[Short exercise] Extract all records. Keep each one exact.
## start Data shown
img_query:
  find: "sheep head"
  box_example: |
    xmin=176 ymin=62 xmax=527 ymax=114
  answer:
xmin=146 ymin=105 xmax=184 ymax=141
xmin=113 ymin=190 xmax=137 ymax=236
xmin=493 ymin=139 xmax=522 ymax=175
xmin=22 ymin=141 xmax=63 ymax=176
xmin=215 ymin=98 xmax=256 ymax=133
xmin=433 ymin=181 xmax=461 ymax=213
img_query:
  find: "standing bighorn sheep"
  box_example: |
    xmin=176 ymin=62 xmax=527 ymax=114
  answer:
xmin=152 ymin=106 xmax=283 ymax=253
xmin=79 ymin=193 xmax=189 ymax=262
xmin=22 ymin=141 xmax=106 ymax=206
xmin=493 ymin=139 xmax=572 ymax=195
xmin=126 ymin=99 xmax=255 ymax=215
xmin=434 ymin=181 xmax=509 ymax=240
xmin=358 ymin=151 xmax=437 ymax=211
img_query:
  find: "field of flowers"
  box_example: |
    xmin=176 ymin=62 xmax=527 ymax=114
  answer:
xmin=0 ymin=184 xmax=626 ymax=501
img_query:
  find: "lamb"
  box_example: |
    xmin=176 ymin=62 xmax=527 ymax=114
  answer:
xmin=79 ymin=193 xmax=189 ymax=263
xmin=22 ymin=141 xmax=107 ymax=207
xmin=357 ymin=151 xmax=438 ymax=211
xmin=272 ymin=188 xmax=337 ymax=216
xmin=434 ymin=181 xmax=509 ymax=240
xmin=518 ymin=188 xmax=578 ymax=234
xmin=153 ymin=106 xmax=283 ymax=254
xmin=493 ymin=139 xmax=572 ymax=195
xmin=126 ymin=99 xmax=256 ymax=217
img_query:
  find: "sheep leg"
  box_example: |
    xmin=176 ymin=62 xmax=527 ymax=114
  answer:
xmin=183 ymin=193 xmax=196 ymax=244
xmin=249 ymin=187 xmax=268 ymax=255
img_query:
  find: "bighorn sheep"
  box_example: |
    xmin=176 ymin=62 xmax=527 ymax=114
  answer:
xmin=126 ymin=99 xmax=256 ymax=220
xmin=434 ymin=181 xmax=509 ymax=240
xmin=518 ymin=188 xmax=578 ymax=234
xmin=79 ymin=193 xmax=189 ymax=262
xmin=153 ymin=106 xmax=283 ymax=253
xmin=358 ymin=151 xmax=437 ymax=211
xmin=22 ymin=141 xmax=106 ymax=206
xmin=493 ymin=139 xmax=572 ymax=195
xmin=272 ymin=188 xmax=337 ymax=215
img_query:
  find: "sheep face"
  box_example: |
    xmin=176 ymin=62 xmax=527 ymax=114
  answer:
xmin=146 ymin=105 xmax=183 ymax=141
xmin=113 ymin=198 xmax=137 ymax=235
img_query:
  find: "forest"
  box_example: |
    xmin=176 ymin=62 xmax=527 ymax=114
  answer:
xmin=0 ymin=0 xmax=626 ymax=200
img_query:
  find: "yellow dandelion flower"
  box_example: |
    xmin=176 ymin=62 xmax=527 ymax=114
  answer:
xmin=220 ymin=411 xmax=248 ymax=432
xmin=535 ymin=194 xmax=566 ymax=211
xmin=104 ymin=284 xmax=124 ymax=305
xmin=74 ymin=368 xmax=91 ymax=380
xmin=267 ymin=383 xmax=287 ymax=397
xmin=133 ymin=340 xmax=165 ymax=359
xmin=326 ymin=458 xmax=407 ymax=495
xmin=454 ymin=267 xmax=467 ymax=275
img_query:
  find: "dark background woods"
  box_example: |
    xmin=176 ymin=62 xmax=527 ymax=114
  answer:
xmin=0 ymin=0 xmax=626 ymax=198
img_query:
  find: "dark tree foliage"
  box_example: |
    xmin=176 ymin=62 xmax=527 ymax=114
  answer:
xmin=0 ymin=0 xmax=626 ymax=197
## end Data shown
[Answer for this exercise]
img_query:
  find: "sheep head"
  box_example: |
    xmin=176 ymin=62 xmax=527 ymax=114
  answer:
xmin=146 ymin=105 xmax=184 ymax=141
xmin=113 ymin=190 xmax=137 ymax=236
xmin=493 ymin=139 xmax=522 ymax=175
xmin=22 ymin=141 xmax=63 ymax=176
xmin=215 ymin=98 xmax=256 ymax=133
xmin=433 ymin=181 xmax=461 ymax=213
img_query:
  find: "standing bighorn sheep"
  box_example: |
    xmin=176 ymin=62 xmax=527 ymax=114
  answer:
xmin=152 ymin=106 xmax=283 ymax=253
xmin=79 ymin=193 xmax=189 ymax=262
xmin=22 ymin=141 xmax=106 ymax=206
xmin=493 ymin=139 xmax=572 ymax=195
xmin=126 ymin=99 xmax=255 ymax=215
xmin=434 ymin=181 xmax=509 ymax=240
xmin=358 ymin=151 xmax=437 ymax=211
img_query:
  find: "field of flowers"
  box_example: |
    xmin=176 ymin=62 xmax=527 ymax=114
  answer:
xmin=0 ymin=184 xmax=626 ymax=501
img_query:
  find: "lamb"
  box_example: |
    xmin=176 ymin=62 xmax=527 ymax=114
  answer:
xmin=79 ymin=193 xmax=189 ymax=263
xmin=22 ymin=141 xmax=107 ymax=207
xmin=357 ymin=151 xmax=438 ymax=211
xmin=272 ymin=188 xmax=337 ymax=216
xmin=434 ymin=181 xmax=509 ymax=240
xmin=518 ymin=188 xmax=578 ymax=234
xmin=153 ymin=106 xmax=283 ymax=254
xmin=493 ymin=139 xmax=572 ymax=195
xmin=126 ymin=99 xmax=256 ymax=217
img_query:
  find: "sheep leg"
  box_example: |
    xmin=176 ymin=62 xmax=527 ymax=114
  answer:
xmin=183 ymin=193 xmax=196 ymax=244
xmin=249 ymin=187 xmax=268 ymax=255
img_query:
  find: "bighorn sheep"
  box_example: |
    xmin=176 ymin=62 xmax=527 ymax=114
  answer:
xmin=126 ymin=99 xmax=256 ymax=220
xmin=434 ymin=181 xmax=509 ymax=240
xmin=518 ymin=188 xmax=578 ymax=234
xmin=79 ymin=193 xmax=189 ymax=262
xmin=153 ymin=106 xmax=283 ymax=253
xmin=358 ymin=151 xmax=437 ymax=211
xmin=22 ymin=141 xmax=106 ymax=206
xmin=493 ymin=139 xmax=572 ymax=195
xmin=272 ymin=188 xmax=337 ymax=215
img_query:
  find: "sheep face"
  box_example: |
    xmin=176 ymin=62 xmax=527 ymax=114
  answer:
xmin=146 ymin=105 xmax=183 ymax=141
xmin=113 ymin=198 xmax=137 ymax=235
img_query:
  find: "forest"
  box_example: |
    xmin=176 ymin=62 xmax=527 ymax=114
  answer:
xmin=0 ymin=0 xmax=626 ymax=200
img_query:
  find: "yellow dandelion flower"
  box_example: |
    xmin=176 ymin=62 xmax=527 ymax=114
  answer:
xmin=220 ymin=411 xmax=248 ymax=432
xmin=535 ymin=194 xmax=566 ymax=211
xmin=104 ymin=284 xmax=124 ymax=305
xmin=74 ymin=368 xmax=91 ymax=380
xmin=267 ymin=383 xmax=287 ymax=397
xmin=133 ymin=340 xmax=165 ymax=359
xmin=326 ymin=458 xmax=407 ymax=495
xmin=454 ymin=267 xmax=467 ymax=275
img_query:
  find: "dark background woods"
  box_example: |
    xmin=176 ymin=62 xmax=527 ymax=114
  answer:
xmin=0 ymin=0 xmax=626 ymax=198
img_query:
  find: "dark tree foliage"
  box_example: |
    xmin=176 ymin=62 xmax=527 ymax=114
  answer:
xmin=0 ymin=0 xmax=626 ymax=197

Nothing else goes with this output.